So much of our time is spent staring at screens, sitting down, and requiring constant stimulation from our external environment. A body scan is a way to connect back to your body and untether from the rest of the world. It’s a form of meditation that I like to use when I need a reminder of all the amazing things that my body can do, from healing itself to moving pain-free. Body scan meditations lead to a boost in happiness and lower anxiety when compared to a control condition.

  1. Get out into nature.

I love living in New York City and am truly grateful for all of the opportunities and amazing people that the city affords. But I’m most reminded of just how vast and incredible the world is when I’m in the quiet outdoors, observing natural beauty.

That’s why I try to head upstate and out of the city with my husband, son, and dogs whenever I have a free weekend. We spend time walking through the woods, playing tennis outside, gardening in the summer and breathing in the fresh country air. After just a few hours, I feel calmer and more grateful, and it’s not just in my head—spending time outside can actually lower the stress hormone cortisol, decrease sympathetic nervous activity, systolic blood pressure, and heart rate.

  1. Focus on contribution

Happiness and pleasure are not the same thing. Happiness isn’t taking something in, rather, it’s having something to give. Whether it’s donating to a cause you feel strongly about, volunteering your time to help others, doing a random good thing for someone without asking, voting if you’re lucky enough to live in a democracy, or just speaking out and making your voice heard, these acts can help you reflect on all of things you have to be grateful for. A one time act of thoughtful gratitude produced an immediate 10 percent increase in happiness and 35 percent reduction in depressive symptoms, found research.

##############################

Exercise directions:
According to the passage on happiness practices, what effects did a one-time act of thoughtful gratitude produce?

##############################

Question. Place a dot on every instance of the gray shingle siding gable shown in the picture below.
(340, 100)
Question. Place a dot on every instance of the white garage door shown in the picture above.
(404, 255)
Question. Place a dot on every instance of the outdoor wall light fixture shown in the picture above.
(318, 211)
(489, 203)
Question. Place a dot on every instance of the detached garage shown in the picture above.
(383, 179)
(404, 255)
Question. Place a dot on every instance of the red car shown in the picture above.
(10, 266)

##############################

Output of the exercise:
An immediate 10 percent increase in happiness and a 35 percent reduction in depressive symptoms.